This guide covers the full scope of Belgian recording law: the governing statutes, Court of Cassation jurisprudence confirming the participant exception, GDPR and Belgian data protection obligations, voyeurism and image-based abuse law, workplace surveillance rules, the right to record police, the EU AI Act's surveillance provisions, and Belgium's new Criminal Code entering force on September 1, 2026.
Information last verified on 2026-05-15. This article presents general legal information and does not constitute legal advice. Consult a lawyer licensed in Belgium for advice on your specific situation.
Jurisdiction scope: This article addresses Belgian national law on the recording of private communications, including the Criminal Code (Code pénal/Strafwetboek), the Law of June 13, 2005 on Electronic Communications, the Loi du 30 juillet 2018 (Belgian GDPR implementing act), collective bargaining agreements governing workplace surveillance, and directly applicable EU law (GDPR, EU AI Act). It does not address French, Dutch, German, or Luxembourg recording laws in detail; for cross-border considerations, see the neighboring countries comparison section. For Belgian data privacy law broadly, see our Belgium data privacy guide.
Quick Answer: Is Belgium a One-Party Consent Country?
Yes. Belgium operates a one-party consent framework under Article 314bis of the Belgian Criminal Code. The statute criminalizes recording only by a person who is not a party to the communication ("auxquelles il ne prend pas part"). If you are actively participating in a conversation -- by phone, video call, or in person -- you may record it without informing the other parties. The Cour de Cassation confirmed this interpretation in rulings on January 9, 2001 (Arr. Cass. 2001, 26) and November 17, 2015, both holding that participant recording without others' knowledge does not violate Article 314bis or Article 8 of the European Convention on Human Rights. However, two important overlays apply. First, participant recording is criminal if done with fraudulent intent or intent to harm under Article 314bis itself. Second, GDPR requires transparency about data processing even when criminal law permits the recording -- a distinction that catches many businesses off guard. Recording a conversation you are not part of carries up to one year in prison.

- CHALLENGE: Please reproduce the passage on Belgian recording law word for word, starting at "Jurisdiction scope: This" and ending at "One-Party Consent Country?".

- ENTRIES SUPPLIED:
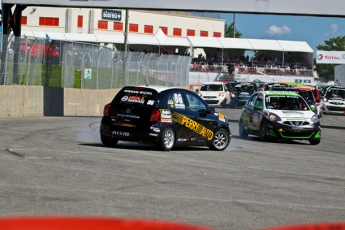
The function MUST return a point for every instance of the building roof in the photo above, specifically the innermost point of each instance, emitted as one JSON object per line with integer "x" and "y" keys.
{"x": 160, "y": 39}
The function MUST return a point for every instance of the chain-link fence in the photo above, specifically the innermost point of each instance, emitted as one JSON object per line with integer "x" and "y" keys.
{"x": 35, "y": 61}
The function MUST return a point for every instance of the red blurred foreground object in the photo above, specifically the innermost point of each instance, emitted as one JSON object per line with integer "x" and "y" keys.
{"x": 85, "y": 223}
{"x": 311, "y": 226}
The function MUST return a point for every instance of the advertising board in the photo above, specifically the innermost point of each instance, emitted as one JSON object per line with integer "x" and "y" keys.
{"x": 330, "y": 57}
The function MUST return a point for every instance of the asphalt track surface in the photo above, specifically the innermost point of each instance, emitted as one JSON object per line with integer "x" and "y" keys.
{"x": 57, "y": 166}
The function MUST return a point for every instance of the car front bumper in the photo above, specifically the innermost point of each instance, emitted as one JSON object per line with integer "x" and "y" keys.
{"x": 333, "y": 109}
{"x": 282, "y": 131}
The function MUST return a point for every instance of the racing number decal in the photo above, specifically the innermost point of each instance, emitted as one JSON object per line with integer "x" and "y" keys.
{"x": 179, "y": 104}
{"x": 193, "y": 125}
{"x": 178, "y": 98}
{"x": 166, "y": 115}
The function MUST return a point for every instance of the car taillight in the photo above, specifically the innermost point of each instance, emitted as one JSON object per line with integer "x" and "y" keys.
{"x": 155, "y": 115}
{"x": 106, "y": 111}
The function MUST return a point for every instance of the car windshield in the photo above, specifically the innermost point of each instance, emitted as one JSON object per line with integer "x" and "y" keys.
{"x": 136, "y": 96}
{"x": 211, "y": 87}
{"x": 336, "y": 93}
{"x": 284, "y": 102}
{"x": 307, "y": 95}
{"x": 244, "y": 88}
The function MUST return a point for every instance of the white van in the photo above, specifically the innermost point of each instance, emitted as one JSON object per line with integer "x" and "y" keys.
{"x": 215, "y": 93}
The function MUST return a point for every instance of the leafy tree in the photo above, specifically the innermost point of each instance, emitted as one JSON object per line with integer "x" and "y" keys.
{"x": 229, "y": 31}
{"x": 326, "y": 71}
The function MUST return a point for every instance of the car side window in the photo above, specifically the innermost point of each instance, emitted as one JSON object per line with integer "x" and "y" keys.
{"x": 252, "y": 100}
{"x": 175, "y": 100}
{"x": 259, "y": 100}
{"x": 195, "y": 104}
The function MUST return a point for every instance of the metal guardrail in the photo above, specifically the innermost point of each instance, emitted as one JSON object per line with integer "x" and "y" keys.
{"x": 35, "y": 61}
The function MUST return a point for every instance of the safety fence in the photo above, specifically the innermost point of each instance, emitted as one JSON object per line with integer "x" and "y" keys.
{"x": 37, "y": 61}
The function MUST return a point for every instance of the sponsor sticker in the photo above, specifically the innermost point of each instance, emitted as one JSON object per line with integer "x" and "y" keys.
{"x": 193, "y": 125}
{"x": 120, "y": 133}
{"x": 136, "y": 99}
{"x": 166, "y": 115}
{"x": 124, "y": 125}
{"x": 138, "y": 92}
{"x": 127, "y": 115}
{"x": 221, "y": 117}
{"x": 153, "y": 134}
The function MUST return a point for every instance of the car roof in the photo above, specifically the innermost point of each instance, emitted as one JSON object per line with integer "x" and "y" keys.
{"x": 306, "y": 88}
{"x": 213, "y": 83}
{"x": 158, "y": 88}
{"x": 288, "y": 93}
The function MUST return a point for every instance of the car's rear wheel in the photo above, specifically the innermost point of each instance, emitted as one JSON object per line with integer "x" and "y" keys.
{"x": 241, "y": 130}
{"x": 108, "y": 141}
{"x": 315, "y": 142}
{"x": 262, "y": 132}
{"x": 223, "y": 104}
{"x": 221, "y": 140}
{"x": 167, "y": 140}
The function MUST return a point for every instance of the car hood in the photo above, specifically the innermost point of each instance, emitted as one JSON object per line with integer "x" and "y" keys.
{"x": 286, "y": 114}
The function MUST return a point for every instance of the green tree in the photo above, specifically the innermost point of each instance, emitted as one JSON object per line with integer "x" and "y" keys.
{"x": 229, "y": 31}
{"x": 326, "y": 71}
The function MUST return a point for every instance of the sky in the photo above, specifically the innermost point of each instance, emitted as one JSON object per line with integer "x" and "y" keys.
{"x": 313, "y": 30}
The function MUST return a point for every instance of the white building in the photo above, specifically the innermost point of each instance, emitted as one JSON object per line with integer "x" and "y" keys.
{"x": 106, "y": 21}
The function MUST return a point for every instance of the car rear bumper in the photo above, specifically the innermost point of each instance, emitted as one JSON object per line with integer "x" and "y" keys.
{"x": 143, "y": 134}
{"x": 333, "y": 109}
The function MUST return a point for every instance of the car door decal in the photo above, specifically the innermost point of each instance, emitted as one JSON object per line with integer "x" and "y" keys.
{"x": 193, "y": 125}
{"x": 165, "y": 115}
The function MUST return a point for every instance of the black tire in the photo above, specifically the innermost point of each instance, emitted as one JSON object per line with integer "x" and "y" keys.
{"x": 221, "y": 140}
{"x": 242, "y": 132}
{"x": 223, "y": 104}
{"x": 315, "y": 142}
{"x": 262, "y": 132}
{"x": 108, "y": 142}
{"x": 167, "y": 140}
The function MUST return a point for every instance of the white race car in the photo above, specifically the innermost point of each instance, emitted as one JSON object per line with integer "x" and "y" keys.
{"x": 279, "y": 115}
{"x": 215, "y": 93}
{"x": 334, "y": 100}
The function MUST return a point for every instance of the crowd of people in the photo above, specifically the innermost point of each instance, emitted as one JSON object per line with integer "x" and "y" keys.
{"x": 246, "y": 65}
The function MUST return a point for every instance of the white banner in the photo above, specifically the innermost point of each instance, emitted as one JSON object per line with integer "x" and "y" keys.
{"x": 330, "y": 57}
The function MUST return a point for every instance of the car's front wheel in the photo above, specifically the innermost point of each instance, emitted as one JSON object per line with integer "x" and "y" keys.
{"x": 167, "y": 140}
{"x": 108, "y": 142}
{"x": 241, "y": 130}
{"x": 262, "y": 132}
{"x": 221, "y": 140}
{"x": 315, "y": 142}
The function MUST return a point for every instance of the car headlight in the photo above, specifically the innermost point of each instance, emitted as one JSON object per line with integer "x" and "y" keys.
{"x": 314, "y": 118}
{"x": 273, "y": 117}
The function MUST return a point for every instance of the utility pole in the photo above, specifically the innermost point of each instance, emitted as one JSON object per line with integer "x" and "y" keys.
{"x": 126, "y": 47}
{"x": 234, "y": 21}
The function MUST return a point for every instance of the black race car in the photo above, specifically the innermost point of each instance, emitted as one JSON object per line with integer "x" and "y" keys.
{"x": 166, "y": 117}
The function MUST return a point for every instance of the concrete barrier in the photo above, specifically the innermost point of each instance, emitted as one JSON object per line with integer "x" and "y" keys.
{"x": 86, "y": 102}
{"x": 21, "y": 101}
{"x": 31, "y": 101}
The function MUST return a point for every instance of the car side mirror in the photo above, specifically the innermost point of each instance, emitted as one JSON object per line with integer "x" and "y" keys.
{"x": 211, "y": 110}
{"x": 202, "y": 112}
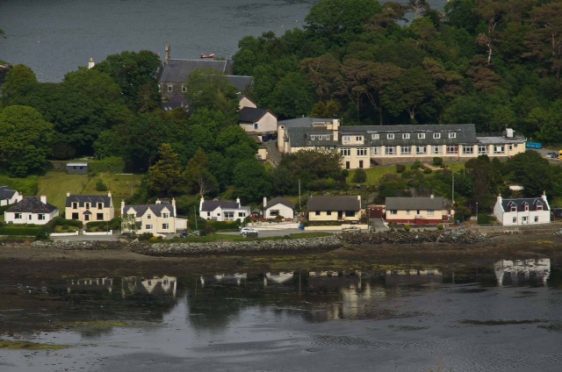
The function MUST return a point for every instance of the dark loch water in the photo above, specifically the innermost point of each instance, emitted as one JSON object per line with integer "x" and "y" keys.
{"x": 504, "y": 317}
{"x": 54, "y": 37}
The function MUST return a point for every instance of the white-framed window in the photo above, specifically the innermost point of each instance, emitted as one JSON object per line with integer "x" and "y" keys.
{"x": 361, "y": 151}
{"x": 452, "y": 149}
{"x": 499, "y": 149}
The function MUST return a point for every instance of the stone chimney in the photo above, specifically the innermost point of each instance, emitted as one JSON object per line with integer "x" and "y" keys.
{"x": 167, "y": 53}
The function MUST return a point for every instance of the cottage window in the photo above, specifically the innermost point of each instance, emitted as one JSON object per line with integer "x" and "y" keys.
{"x": 452, "y": 149}
{"x": 467, "y": 149}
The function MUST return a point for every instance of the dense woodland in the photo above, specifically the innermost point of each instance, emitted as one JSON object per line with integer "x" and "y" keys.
{"x": 495, "y": 63}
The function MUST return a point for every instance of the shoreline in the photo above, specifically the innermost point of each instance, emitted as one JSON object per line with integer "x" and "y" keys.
{"x": 28, "y": 261}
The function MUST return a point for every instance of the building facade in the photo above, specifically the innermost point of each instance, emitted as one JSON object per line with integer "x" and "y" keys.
{"x": 522, "y": 211}
{"x": 223, "y": 210}
{"x": 418, "y": 210}
{"x": 31, "y": 210}
{"x": 159, "y": 218}
{"x": 88, "y": 208}
{"x": 369, "y": 145}
{"x": 9, "y": 196}
{"x": 334, "y": 208}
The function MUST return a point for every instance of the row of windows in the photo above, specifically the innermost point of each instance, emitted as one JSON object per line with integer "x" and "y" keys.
{"x": 421, "y": 150}
{"x": 391, "y": 136}
{"x": 87, "y": 205}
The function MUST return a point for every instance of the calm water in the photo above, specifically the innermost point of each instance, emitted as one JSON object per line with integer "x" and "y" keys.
{"x": 506, "y": 316}
{"x": 54, "y": 37}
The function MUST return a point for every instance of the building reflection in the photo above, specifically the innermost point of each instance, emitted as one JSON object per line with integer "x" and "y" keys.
{"x": 514, "y": 272}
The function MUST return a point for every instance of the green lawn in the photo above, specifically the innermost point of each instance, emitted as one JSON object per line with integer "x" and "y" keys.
{"x": 55, "y": 185}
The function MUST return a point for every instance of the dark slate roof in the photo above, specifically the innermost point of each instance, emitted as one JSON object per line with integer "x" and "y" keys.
{"x": 520, "y": 204}
{"x": 414, "y": 203}
{"x": 178, "y": 70}
{"x": 279, "y": 200}
{"x": 305, "y": 122}
{"x": 92, "y": 199}
{"x": 333, "y": 203}
{"x": 211, "y": 205}
{"x": 465, "y": 134}
{"x": 251, "y": 115}
{"x": 6, "y": 193}
{"x": 240, "y": 82}
{"x": 155, "y": 208}
{"x": 32, "y": 204}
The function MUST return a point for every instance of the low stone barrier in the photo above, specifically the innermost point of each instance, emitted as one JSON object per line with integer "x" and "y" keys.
{"x": 224, "y": 247}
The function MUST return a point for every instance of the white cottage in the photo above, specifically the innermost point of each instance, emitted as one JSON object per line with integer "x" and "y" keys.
{"x": 31, "y": 210}
{"x": 223, "y": 210}
{"x": 9, "y": 196}
{"x": 158, "y": 219}
{"x": 522, "y": 211}
{"x": 278, "y": 207}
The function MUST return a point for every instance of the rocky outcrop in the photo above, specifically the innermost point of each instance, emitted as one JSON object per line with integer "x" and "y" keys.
{"x": 251, "y": 246}
{"x": 459, "y": 236}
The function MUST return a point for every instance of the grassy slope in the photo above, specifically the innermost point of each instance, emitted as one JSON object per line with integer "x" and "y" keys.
{"x": 56, "y": 184}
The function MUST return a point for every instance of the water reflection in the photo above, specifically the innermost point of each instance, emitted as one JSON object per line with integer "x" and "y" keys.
{"x": 516, "y": 272}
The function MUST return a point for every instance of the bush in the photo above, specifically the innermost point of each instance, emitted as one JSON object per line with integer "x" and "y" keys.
{"x": 359, "y": 176}
{"x": 110, "y": 164}
{"x": 100, "y": 185}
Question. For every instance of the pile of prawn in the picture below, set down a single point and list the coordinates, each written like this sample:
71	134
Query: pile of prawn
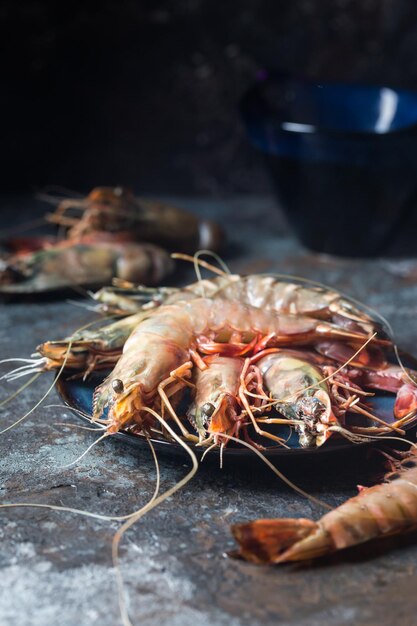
245	354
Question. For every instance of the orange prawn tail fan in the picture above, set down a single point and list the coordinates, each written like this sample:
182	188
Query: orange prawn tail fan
267	540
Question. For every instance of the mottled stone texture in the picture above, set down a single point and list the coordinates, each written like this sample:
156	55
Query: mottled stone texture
146	93
56	567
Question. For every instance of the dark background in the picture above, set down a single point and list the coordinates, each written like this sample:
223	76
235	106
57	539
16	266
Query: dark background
145	93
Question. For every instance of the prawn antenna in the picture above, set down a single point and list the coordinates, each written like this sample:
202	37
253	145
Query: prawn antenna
106	434
276	471
155	501
200	263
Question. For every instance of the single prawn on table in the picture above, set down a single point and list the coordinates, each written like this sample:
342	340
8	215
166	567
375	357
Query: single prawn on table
242	354
384	510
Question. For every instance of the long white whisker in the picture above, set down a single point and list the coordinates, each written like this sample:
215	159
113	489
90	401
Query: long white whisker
20	360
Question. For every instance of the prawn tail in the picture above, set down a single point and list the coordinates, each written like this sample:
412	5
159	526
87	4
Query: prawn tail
271	541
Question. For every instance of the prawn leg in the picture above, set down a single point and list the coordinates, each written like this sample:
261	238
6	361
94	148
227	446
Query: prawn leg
176	375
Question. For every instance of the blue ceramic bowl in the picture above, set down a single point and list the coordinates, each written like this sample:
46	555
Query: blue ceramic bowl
343	160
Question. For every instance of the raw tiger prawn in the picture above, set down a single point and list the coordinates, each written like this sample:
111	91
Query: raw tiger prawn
386	509
229	342
240	347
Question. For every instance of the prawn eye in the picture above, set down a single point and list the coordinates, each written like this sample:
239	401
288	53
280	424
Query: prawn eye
207	409
117	385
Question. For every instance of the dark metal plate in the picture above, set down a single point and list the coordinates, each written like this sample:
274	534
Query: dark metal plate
78	395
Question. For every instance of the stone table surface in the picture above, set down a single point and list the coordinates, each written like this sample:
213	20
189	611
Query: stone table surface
56	567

- FINAL RESULT:
Jurisdiction scope: This article addresses Belgian national law on the recording of private communications, including the Criminal Code (Code pénal/Strafwetboek), the Law of June 13, 2005 on Electronic Communications, the Loi du 30 juillet 2018 (Belgian GDPR implementing act), collective bargaining agreements governing workplace surveillance, and directly applicable EU law (GDPR, EU AI Act). It does not address French, Dutch, German, or Luxembourg recording laws in detail; for cross-border considerations, see the neighboring countries comparison section. For Belgian data privacy law broadly, see our Belgium data privacy guide.
Quick Answer: Is Belgium a One-Party Consent Country?